[Region pointing data]

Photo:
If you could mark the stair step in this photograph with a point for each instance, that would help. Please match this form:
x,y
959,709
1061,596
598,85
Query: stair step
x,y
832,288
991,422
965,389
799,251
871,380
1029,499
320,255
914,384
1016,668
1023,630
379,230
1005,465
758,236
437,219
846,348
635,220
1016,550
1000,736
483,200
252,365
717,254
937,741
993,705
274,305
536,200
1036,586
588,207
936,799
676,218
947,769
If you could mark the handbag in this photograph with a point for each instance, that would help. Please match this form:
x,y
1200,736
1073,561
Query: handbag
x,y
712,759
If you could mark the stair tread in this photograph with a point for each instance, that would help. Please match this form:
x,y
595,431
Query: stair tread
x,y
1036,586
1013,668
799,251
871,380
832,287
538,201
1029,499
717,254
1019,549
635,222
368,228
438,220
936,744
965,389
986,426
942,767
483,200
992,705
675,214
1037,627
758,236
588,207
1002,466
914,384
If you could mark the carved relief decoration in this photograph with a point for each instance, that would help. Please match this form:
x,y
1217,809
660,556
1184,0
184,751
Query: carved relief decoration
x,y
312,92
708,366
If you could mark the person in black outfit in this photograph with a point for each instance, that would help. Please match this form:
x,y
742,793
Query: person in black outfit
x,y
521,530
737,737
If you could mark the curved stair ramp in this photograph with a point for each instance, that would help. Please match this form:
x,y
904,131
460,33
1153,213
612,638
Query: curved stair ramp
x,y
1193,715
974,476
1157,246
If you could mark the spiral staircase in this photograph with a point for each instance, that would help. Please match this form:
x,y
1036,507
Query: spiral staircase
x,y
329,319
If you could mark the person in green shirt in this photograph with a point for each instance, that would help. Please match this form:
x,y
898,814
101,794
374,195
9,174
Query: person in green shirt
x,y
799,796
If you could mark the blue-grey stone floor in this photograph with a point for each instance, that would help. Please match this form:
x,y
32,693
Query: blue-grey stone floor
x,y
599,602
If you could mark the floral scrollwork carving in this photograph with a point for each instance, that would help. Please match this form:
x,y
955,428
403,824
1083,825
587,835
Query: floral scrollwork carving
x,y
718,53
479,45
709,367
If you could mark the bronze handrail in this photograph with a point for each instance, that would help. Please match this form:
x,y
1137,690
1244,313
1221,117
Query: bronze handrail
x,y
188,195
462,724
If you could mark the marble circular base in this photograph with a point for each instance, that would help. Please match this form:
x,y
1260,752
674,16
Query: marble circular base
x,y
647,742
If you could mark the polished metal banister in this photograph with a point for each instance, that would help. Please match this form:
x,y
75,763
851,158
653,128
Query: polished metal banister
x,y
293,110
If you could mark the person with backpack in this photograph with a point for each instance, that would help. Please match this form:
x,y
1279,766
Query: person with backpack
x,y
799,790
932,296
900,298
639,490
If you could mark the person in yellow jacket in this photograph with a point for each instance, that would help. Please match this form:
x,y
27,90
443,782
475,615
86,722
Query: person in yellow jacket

What needs to be done
Search the data for "yellow" and list every line in which it occurs.

Output of the task
If you could mark the person in yellow jacket in this photograph with a point for each instance, that would help. Please match this form:
Query: person in yellow jacket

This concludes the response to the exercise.